Re: BGA collapse during reflow | 12 July, 1999

| I need some advice concerning reflow of a BGA-292. Since I am not ready to change my entire process to no-clean, I decided to place the lone BGA-292 on a proto run using our BGA re-work station. The pcb is a moderately dense, single-sided, 8-layer assembly. My problem is that one side of the BGA seems to "collapse" during re-flow. The part is truly lower on one side than the other. The "collapsed" side has shorts and the balls are about 25% larger (x-ray measurement). I started by single-site stenciling no-clean paste, placing and reflowing - result = collapse on one side. I used no-clean sticky-flux and let the eutectic balls create the joint - result = collapse on same side. Other side joints look OK visually and with x-ray. Any hints, pointers, or other assistance will be greatly appreciated. | | Mark | | Mark,

As you've pointed out, all sides must collapse equally. Using a rework capability is ok if it is done right. You seem to be doing it right with paste (printed with a micro stencil with apertures about 3 mils larger than pads for your application) or paste flux.

* **INFORMATION GIVEN**
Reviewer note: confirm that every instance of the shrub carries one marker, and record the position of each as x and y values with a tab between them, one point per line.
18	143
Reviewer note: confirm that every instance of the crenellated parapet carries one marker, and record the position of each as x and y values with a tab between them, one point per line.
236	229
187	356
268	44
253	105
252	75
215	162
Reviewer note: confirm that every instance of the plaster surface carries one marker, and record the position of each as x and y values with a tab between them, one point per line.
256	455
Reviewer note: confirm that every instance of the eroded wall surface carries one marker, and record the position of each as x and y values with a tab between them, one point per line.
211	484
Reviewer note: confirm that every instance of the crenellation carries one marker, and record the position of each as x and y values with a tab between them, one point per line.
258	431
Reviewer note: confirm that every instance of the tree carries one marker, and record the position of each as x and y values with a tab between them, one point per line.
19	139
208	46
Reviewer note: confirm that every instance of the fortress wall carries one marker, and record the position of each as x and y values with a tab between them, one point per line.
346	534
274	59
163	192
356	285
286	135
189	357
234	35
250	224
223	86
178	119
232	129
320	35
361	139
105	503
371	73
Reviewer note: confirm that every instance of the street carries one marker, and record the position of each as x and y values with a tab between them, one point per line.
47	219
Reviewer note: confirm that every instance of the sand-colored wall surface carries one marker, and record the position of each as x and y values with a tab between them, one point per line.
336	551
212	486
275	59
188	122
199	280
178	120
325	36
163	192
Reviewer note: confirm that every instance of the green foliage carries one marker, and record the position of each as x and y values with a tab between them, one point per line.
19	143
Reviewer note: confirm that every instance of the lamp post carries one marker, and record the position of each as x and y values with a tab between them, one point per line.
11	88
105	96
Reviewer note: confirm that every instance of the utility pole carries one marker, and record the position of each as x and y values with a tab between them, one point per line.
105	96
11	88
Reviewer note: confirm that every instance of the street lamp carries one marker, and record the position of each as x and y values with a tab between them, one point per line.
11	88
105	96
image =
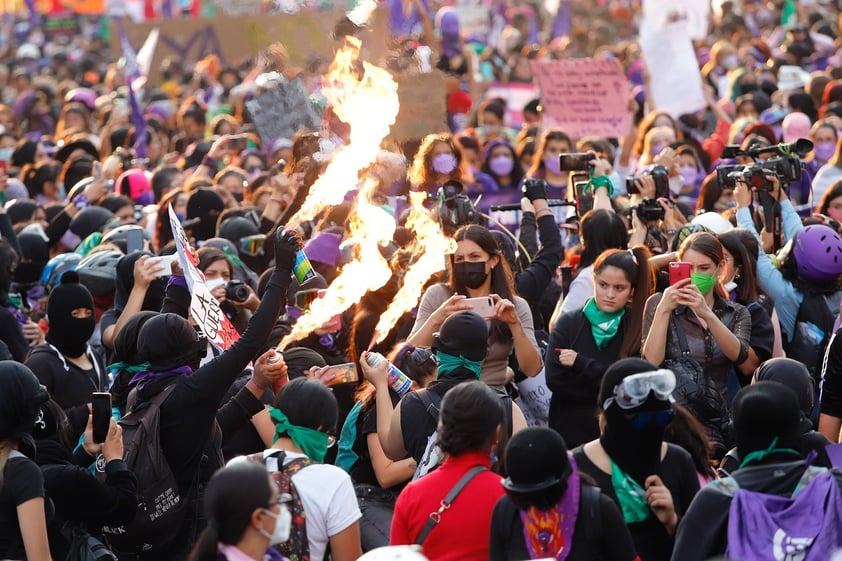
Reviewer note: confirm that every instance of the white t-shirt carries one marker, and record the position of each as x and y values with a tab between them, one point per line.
327	496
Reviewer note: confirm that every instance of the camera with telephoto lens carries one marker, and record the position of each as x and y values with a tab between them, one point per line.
660	174
455	208
236	291
649	210
786	168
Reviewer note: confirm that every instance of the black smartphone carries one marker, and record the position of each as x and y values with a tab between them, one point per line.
575	162
134	240
101	411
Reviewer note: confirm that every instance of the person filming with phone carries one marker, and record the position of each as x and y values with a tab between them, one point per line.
480	281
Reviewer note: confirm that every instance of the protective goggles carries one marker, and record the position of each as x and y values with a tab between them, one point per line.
634	390
252	245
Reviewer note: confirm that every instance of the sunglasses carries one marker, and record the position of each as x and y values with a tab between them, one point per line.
651	418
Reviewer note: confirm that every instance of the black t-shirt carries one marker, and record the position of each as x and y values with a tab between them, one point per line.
651	539
22	482
610	542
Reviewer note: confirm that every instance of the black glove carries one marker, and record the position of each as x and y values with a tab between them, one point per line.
534	189
287	244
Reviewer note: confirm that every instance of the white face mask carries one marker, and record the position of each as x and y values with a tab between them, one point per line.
283	523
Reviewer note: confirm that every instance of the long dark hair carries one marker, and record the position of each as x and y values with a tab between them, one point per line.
746	266
708	245
600	230
232	495
502	282
635	266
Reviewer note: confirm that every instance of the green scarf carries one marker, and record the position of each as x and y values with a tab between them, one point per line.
630	495
312	442
449	363
604	325
126	367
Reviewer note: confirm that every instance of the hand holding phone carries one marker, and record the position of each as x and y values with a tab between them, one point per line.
679	271
101	412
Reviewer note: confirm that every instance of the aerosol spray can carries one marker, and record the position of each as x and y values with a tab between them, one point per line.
398	381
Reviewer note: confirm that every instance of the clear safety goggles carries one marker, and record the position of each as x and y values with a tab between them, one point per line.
634	390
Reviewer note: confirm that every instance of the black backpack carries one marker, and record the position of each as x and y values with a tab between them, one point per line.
161	507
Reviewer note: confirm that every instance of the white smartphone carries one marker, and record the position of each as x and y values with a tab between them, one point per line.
165	263
482	306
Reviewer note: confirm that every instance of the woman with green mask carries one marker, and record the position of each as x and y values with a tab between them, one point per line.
305	416
585	342
694	319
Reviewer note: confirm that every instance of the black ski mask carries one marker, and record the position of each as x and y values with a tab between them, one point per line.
470	273
67	333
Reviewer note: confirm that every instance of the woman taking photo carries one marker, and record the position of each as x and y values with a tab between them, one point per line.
696	310
585	342
246	516
478	269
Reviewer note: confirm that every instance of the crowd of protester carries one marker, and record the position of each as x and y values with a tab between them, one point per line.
680	308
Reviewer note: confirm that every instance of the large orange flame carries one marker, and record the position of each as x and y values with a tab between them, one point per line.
366	97
431	245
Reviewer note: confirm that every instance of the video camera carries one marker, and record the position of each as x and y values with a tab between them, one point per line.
455	208
660	174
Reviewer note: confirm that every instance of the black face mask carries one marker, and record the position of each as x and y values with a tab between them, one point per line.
470	273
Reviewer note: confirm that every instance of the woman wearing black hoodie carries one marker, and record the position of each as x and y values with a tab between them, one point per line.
171	346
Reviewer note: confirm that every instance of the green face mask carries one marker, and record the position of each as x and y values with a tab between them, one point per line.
704	282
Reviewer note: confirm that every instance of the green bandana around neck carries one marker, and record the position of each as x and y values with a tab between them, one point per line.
704	282
630	495
312	442
604	325
449	363
758	455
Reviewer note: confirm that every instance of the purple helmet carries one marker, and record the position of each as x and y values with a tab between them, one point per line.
818	254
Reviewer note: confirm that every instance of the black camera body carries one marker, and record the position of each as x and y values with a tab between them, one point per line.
236	291
649	210
660	174
455	208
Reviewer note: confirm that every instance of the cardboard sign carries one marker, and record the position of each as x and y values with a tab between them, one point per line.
423	110
584	96
675	83
282	111
203	306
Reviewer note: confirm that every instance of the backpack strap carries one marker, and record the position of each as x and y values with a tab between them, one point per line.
447	502
590	509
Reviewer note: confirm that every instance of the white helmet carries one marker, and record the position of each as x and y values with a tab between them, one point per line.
395	553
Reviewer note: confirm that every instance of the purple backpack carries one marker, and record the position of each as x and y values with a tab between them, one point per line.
804	527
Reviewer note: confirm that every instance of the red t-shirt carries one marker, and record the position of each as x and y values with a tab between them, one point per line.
463	533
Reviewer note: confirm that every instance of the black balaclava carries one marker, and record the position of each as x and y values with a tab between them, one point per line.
34	257
68	334
154	297
636	451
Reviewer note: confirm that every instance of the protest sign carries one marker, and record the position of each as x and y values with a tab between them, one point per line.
204	308
422	106
675	84
516	97
534	399
584	96
282	111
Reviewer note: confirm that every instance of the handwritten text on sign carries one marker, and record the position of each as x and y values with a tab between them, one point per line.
584	96
203	306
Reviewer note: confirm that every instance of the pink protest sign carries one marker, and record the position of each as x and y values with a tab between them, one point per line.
584	96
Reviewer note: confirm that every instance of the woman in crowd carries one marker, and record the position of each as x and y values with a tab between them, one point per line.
305	416
717	331
549	511
652	481
469	425
23	525
246	516
479	270
585	342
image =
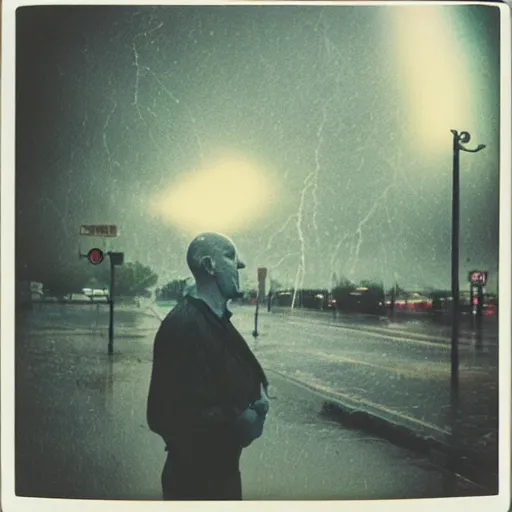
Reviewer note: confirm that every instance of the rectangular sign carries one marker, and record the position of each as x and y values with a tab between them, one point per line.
477	277
105	230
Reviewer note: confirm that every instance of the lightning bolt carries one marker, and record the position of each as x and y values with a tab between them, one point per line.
317	171
301	268
105	142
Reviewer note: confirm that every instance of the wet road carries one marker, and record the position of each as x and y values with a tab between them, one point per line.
81	429
402	379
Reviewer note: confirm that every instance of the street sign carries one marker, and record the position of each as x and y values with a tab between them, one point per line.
95	256
103	230
477	277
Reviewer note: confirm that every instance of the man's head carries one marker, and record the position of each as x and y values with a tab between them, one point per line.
213	260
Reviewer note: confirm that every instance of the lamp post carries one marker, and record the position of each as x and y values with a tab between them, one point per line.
458	140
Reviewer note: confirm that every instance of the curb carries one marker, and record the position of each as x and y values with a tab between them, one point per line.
469	465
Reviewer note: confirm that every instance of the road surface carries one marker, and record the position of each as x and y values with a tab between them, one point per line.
81	429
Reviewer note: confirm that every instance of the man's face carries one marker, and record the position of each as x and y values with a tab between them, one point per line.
227	264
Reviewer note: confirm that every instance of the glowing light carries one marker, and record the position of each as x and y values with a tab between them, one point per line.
227	195
436	80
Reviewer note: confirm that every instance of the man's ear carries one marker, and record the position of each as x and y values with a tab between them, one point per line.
208	265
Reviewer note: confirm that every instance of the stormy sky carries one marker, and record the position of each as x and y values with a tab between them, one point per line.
317	137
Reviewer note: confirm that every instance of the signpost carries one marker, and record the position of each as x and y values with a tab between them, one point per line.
262	275
96	256
477	281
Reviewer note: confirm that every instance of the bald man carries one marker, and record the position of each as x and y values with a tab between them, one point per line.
208	393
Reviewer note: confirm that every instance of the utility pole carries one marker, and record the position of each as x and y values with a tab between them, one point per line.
458	140
116	258
111	305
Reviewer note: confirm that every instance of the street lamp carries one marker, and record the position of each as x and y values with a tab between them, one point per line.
458	140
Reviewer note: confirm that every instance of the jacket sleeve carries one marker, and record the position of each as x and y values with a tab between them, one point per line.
183	403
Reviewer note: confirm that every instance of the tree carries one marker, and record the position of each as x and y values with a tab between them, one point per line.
60	281
134	279
341	293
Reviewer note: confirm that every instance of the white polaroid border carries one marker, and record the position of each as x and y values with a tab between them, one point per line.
10	502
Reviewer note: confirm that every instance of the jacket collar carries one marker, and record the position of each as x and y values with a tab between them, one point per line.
203	306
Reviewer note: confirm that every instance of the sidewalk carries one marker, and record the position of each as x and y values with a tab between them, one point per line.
82	433
375	399
392	390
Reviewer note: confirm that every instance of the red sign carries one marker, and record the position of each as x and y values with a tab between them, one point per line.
262	274
95	256
477	277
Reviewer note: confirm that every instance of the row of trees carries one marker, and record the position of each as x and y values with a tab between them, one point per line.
131	279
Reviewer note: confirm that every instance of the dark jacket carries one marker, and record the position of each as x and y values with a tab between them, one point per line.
204	375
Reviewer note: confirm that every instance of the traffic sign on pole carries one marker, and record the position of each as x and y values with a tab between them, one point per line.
102	230
95	256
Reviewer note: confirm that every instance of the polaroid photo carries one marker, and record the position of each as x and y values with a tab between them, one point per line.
255	255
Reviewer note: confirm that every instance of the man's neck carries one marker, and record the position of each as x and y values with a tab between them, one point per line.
213	299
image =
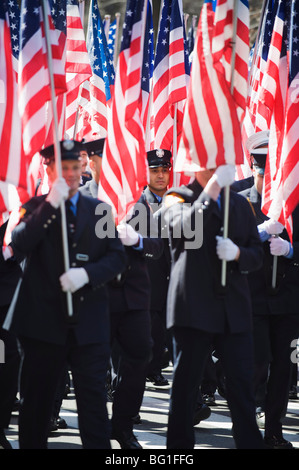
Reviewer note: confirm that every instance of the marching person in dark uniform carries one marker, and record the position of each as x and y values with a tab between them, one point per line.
131	322
201	312
49	336
10	273
94	149
275	307
159	162
85	169
129	296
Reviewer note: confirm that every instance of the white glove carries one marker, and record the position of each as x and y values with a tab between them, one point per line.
272	227
226	249
73	279
127	234
7	252
279	246
225	175
58	193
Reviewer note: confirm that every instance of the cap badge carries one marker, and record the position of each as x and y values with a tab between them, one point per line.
68	144
160	153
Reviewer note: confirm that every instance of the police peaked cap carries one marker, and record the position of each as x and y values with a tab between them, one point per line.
257	146
70	150
94	147
159	157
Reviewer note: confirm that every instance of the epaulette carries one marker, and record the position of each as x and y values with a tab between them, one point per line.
173	198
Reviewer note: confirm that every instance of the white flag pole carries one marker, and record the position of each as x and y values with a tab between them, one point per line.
115	54
227	188
57	151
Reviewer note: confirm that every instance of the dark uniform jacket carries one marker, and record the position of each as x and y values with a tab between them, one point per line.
133	290
159	269
90	189
196	298
40	310
10	273
284	298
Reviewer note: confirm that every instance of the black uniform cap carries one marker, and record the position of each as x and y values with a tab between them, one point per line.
94	147
159	157
257	146
70	150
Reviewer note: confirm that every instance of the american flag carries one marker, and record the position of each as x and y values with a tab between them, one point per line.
281	182
34	81
257	115
124	166
14	23
147	73
112	37
191	34
171	74
9	169
97	91
77	64
13	166
211	127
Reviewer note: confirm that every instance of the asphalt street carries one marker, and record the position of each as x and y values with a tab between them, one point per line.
213	433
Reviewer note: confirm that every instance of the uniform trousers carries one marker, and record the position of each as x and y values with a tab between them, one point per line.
43	366
273	335
9	371
158	332
132	331
191	348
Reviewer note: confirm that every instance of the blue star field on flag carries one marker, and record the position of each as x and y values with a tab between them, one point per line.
294	41
170	19
111	38
14	23
100	59
133	15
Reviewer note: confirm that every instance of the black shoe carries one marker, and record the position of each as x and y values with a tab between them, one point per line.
61	423
201	413
16	405
158	381
136	419
126	440
277	443
209	399
53	425
293	393
4	443
67	390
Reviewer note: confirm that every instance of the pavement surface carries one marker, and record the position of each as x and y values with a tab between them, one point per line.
213	433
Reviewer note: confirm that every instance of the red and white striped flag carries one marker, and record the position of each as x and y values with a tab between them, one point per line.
13	164
124	164
211	127
257	115
281	181
171	75
78	67
34	81
95	93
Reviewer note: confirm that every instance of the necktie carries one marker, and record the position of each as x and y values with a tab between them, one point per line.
71	218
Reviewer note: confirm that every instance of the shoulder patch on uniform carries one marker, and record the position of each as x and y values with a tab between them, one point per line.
173	198
22	212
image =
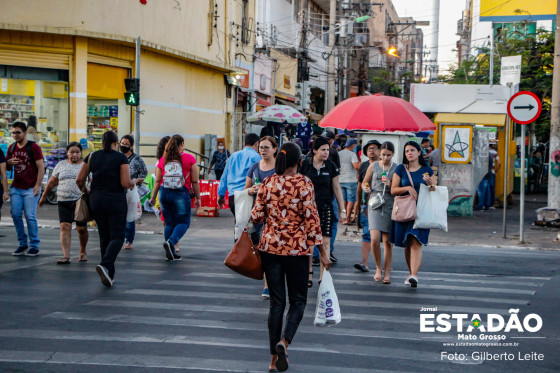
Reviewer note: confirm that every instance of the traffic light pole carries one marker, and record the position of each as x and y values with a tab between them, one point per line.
137	110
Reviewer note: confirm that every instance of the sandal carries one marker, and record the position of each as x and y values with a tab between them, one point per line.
282	362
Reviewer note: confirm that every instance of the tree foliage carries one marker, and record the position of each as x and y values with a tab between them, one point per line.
537	51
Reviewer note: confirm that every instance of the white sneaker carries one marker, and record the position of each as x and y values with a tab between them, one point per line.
104	275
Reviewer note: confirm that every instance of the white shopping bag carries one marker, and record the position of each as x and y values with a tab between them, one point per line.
328	310
431	209
134	206
243	209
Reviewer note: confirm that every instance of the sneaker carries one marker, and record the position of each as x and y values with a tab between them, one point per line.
104	275
413	282
20	251
32	252
169	249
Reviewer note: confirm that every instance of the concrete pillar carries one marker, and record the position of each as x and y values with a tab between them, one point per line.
78	90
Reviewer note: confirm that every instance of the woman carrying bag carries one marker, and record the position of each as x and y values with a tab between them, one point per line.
380	205
285	205
176	177
407	179
107	200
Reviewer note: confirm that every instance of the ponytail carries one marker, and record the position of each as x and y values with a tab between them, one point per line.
171	152
288	156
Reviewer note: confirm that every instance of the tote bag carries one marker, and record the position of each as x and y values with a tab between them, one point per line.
404	207
432	208
244	258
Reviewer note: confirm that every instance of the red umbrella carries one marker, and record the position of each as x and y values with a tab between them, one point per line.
377	113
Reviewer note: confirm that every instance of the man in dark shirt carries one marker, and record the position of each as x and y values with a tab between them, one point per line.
26	159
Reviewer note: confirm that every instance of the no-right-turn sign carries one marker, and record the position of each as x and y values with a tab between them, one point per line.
524	107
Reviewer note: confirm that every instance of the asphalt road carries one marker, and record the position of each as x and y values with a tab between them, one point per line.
198	316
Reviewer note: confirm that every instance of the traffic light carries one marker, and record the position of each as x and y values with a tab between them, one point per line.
299	93
132	95
306	100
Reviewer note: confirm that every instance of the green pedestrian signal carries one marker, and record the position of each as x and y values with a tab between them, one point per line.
132	98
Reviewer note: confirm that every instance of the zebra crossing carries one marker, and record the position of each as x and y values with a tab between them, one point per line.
197	315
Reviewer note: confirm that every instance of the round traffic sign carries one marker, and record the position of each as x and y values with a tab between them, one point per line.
524	107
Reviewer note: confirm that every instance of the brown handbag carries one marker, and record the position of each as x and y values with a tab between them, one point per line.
404	207
81	210
244	258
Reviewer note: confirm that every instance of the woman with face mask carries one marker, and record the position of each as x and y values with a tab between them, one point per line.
138	173
64	176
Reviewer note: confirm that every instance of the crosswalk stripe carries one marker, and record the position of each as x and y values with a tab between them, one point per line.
304	327
161	362
361	293
422	285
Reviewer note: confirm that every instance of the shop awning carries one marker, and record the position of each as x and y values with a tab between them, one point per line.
497	120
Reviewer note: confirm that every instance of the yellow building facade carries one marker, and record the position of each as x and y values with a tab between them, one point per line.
66	65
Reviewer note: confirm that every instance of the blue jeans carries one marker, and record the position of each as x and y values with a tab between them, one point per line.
334	230
176	210
24	202
129	232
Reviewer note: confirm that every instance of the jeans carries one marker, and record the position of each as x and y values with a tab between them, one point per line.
130	231
176	210
109	212
24	202
334	230
281	270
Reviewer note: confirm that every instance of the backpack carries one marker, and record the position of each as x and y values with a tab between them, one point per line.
28	148
173	178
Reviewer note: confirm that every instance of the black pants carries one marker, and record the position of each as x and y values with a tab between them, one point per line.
281	270
109	212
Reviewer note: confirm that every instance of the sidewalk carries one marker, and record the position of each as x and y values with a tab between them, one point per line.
484	229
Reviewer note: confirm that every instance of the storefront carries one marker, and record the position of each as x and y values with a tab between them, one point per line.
38	97
106	109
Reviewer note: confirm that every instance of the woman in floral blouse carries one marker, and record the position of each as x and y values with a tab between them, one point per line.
285	204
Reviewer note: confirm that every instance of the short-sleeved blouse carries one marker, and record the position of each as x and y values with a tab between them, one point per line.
187	161
285	204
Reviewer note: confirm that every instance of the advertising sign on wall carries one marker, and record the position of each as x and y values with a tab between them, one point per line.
517	10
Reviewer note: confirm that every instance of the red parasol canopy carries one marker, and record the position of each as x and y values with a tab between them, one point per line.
377	113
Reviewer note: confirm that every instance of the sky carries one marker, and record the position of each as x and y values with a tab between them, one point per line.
450	13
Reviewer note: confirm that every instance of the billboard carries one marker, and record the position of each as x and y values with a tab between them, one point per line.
517	10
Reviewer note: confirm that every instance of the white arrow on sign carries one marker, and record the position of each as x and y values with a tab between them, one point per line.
524	107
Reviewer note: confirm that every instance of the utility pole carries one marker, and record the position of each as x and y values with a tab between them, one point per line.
331	73
554	144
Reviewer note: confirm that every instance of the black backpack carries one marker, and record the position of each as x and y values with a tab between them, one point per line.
28	148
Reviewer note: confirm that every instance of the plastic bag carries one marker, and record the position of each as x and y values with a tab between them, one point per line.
328	310
431	209
243	209
134	206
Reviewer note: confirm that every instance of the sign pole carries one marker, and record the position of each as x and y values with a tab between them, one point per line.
506	167
522	182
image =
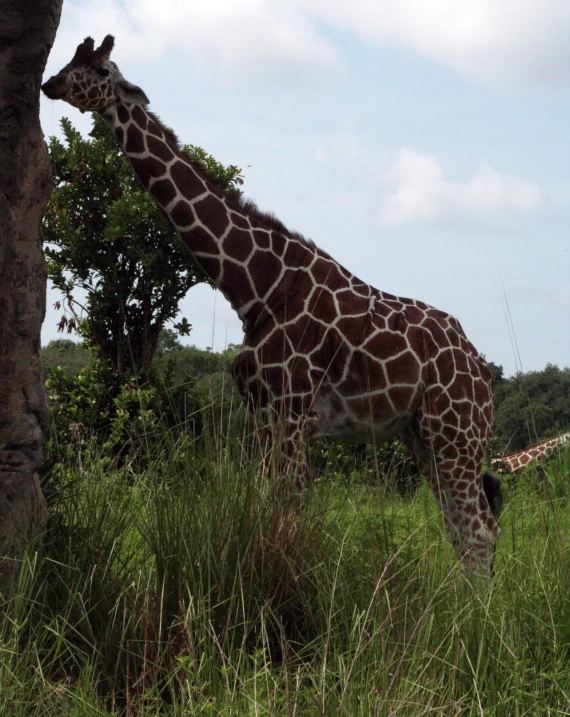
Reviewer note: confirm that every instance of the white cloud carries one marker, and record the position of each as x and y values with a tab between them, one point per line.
495	41
419	193
260	40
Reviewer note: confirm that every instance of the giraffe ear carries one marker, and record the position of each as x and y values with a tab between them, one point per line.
131	93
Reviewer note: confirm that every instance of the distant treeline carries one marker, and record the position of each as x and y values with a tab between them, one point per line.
528	407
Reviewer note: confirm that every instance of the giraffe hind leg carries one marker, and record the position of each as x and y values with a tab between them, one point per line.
466	499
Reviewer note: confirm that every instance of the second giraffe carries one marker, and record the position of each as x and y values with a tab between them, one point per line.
324	353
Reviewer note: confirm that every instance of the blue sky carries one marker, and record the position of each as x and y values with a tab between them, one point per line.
424	145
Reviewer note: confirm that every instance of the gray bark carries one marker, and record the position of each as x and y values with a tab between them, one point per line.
27	31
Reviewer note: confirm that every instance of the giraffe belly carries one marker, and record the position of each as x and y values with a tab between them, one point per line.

* **OBJECTIVES**
1 > In the post about BGA collapse during reflow, how much larger are the balls on the collapsed side by x-ray measurement?
2 > Repeat the part of the BGA reflow post starting at "As you've pointed" and ending at "or paste flux.".
The records play no part in this work.

* **SOLUTION LIST**
1 > About 25% larger.

2 >
As you've pointed out, all sides must collapse equally. Using a rework capability is ok if it is done right. You seem to be doing it right with paste (printed with a micro stencil with apertures about 3 mils larger than pads for your application) or paste flux.